═══ Dataset ═══

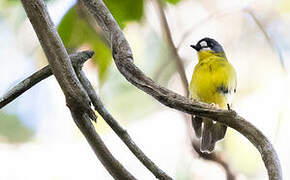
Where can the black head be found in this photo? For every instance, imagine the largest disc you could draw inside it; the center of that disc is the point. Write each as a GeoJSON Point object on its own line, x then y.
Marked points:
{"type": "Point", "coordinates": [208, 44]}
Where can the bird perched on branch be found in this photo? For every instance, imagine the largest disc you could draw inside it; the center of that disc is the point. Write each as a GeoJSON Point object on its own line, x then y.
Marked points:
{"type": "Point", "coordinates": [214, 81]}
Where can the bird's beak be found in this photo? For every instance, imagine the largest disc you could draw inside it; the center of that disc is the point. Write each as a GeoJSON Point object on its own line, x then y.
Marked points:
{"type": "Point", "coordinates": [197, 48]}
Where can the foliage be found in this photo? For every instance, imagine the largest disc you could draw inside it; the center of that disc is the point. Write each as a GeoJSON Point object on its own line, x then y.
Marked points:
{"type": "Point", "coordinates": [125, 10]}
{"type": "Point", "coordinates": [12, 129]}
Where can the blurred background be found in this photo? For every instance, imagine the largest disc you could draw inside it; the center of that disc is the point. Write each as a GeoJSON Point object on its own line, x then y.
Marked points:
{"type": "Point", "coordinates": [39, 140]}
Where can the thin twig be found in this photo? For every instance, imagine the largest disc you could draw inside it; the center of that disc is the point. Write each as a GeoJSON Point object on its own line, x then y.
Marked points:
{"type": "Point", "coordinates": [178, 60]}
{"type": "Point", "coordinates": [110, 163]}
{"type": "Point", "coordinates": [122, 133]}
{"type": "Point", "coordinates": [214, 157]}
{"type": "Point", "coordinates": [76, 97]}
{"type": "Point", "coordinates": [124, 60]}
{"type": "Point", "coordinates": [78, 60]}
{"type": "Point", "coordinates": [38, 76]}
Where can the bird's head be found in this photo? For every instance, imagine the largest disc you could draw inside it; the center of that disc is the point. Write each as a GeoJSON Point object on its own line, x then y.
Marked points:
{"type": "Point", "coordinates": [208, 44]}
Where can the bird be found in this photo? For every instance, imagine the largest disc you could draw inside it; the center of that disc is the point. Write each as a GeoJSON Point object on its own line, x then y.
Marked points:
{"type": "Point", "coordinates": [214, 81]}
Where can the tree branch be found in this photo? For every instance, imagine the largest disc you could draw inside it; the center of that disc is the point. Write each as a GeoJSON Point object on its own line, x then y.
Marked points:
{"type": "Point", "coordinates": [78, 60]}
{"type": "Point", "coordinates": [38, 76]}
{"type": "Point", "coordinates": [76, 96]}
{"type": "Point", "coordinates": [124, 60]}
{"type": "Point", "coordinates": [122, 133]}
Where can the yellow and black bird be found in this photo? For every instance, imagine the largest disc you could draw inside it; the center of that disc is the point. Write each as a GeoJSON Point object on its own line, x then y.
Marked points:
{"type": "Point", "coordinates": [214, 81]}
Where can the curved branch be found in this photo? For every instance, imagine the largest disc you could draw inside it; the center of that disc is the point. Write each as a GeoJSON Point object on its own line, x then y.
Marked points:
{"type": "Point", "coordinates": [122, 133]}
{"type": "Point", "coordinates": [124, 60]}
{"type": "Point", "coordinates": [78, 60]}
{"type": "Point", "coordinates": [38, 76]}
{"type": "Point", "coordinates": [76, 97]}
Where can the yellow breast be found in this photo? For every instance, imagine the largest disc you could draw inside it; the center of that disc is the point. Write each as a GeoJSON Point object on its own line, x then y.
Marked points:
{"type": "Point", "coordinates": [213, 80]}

═══
═══ Dataset ═══

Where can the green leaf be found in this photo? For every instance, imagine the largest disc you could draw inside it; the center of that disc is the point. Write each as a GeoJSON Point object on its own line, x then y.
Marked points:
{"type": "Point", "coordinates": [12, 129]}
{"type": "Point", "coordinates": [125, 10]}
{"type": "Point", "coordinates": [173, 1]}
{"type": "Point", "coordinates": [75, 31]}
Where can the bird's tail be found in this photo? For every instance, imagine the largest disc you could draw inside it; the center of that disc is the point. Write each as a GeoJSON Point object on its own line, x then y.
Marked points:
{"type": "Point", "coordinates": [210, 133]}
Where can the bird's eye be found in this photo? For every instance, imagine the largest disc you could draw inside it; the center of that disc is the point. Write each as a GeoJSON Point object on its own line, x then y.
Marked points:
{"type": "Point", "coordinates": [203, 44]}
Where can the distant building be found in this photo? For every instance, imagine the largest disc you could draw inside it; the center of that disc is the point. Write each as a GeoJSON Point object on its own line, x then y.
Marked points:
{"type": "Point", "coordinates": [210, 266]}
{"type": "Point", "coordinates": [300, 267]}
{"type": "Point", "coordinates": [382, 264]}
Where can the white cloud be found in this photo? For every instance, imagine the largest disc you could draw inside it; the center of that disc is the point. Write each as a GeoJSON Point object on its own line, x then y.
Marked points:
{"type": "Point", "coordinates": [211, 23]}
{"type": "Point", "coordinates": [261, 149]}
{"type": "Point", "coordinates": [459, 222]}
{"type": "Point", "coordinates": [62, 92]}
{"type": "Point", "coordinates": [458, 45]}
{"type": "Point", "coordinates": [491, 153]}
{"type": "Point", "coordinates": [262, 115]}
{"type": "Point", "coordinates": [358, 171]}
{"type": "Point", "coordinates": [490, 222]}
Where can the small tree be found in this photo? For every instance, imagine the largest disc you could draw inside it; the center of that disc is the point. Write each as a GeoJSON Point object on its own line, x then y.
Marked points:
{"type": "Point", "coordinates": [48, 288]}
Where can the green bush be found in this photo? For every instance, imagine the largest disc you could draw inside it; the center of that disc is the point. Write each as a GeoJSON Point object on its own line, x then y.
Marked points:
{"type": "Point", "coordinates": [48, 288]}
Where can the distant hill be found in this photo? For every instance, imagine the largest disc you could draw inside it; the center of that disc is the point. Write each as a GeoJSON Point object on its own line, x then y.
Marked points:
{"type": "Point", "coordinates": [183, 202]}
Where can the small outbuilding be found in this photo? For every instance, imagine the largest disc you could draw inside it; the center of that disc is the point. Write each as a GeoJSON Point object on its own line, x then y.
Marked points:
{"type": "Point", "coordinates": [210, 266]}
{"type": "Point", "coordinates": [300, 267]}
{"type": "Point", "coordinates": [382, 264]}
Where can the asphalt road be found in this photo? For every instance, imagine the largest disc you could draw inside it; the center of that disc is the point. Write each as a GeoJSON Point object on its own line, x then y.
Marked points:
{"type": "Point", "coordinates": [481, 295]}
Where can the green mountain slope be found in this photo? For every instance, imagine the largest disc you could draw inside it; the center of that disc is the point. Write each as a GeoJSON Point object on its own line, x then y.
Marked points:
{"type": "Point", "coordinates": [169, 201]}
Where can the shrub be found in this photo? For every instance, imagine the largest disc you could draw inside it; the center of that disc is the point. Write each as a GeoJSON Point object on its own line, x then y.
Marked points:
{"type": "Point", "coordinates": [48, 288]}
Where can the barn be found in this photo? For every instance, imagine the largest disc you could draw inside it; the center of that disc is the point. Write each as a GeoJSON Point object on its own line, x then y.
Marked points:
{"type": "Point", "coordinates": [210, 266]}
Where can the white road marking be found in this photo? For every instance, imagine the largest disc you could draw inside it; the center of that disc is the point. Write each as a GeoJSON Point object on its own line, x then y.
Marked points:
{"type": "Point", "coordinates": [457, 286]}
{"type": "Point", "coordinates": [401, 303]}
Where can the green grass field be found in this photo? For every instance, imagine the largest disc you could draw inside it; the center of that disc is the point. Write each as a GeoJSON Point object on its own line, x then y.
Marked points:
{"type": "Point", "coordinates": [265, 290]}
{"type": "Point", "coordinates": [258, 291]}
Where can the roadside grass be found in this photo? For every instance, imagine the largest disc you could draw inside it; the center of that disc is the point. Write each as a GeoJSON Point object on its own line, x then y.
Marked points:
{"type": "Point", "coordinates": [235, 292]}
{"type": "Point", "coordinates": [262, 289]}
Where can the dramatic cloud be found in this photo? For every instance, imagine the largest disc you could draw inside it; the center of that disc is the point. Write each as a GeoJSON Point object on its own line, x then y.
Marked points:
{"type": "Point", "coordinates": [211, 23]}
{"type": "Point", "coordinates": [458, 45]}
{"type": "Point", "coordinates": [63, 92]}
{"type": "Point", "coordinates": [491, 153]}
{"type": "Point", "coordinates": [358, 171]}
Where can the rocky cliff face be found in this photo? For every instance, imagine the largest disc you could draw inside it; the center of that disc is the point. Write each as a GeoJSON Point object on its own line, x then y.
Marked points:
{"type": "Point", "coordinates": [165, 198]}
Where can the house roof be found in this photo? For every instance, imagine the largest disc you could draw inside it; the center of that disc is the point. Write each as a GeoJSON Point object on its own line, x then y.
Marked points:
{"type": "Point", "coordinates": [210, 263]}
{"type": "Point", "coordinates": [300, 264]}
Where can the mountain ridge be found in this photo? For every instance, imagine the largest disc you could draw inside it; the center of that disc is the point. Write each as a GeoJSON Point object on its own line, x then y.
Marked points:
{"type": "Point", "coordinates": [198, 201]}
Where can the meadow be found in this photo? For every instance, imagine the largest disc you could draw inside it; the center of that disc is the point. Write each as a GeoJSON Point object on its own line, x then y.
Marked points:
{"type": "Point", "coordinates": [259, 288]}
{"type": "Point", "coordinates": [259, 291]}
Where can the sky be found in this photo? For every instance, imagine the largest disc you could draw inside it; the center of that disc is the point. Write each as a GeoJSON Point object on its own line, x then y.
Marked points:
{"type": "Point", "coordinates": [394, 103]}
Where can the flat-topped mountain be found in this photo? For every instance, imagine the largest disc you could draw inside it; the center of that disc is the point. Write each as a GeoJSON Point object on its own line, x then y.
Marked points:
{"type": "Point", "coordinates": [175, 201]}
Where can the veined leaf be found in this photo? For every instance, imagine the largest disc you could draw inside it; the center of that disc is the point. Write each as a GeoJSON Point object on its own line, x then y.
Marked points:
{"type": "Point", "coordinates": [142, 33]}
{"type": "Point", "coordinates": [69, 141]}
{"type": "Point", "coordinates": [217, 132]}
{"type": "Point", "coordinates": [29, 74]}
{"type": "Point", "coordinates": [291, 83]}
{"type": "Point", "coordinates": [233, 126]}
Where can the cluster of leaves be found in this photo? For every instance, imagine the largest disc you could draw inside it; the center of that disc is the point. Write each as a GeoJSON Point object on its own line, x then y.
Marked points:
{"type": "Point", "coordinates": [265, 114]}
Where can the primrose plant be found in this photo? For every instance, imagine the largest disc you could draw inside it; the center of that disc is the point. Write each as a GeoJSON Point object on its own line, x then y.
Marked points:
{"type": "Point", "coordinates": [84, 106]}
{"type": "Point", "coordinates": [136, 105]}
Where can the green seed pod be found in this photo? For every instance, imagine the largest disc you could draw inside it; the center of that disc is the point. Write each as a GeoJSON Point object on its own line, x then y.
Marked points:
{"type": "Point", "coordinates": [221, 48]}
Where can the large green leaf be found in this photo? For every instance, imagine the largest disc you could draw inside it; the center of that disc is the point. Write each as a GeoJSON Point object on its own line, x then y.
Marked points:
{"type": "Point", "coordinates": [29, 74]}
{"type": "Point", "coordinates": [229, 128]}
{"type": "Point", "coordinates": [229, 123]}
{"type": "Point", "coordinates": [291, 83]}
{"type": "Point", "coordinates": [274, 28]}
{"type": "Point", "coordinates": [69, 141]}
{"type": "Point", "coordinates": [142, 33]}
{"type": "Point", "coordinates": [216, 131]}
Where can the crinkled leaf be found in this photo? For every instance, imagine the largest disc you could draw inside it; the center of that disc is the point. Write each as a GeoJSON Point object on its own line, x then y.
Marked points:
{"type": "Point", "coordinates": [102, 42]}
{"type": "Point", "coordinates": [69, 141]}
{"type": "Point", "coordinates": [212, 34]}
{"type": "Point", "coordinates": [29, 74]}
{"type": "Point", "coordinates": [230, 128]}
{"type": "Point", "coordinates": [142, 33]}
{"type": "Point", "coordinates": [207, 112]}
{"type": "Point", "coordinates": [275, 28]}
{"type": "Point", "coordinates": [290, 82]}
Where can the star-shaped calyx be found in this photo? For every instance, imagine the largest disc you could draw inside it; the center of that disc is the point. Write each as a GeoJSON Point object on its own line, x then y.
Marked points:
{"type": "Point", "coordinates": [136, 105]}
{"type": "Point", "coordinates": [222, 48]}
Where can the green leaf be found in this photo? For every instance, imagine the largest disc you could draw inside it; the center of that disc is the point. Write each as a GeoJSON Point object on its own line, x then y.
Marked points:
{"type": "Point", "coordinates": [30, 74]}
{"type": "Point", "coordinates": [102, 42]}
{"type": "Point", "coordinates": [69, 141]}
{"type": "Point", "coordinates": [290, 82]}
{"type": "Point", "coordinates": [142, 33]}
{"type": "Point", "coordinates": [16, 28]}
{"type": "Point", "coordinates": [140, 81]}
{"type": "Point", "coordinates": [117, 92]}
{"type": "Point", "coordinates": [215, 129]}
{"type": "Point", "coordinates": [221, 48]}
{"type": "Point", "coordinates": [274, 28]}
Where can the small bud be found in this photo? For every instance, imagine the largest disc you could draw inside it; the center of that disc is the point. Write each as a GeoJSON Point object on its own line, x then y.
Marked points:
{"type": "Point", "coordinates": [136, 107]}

═══

Instruction:
Find each line in the entries that contains the string "leaves" and copy those lines out. Case must match.

Solution:
Where can the cluster of leaves be found in this photo? For every instance, imagine the largest disc you could draw inside it; the center of that disc is the point. Write each as a GeoJSON Point object on its own line, x then y.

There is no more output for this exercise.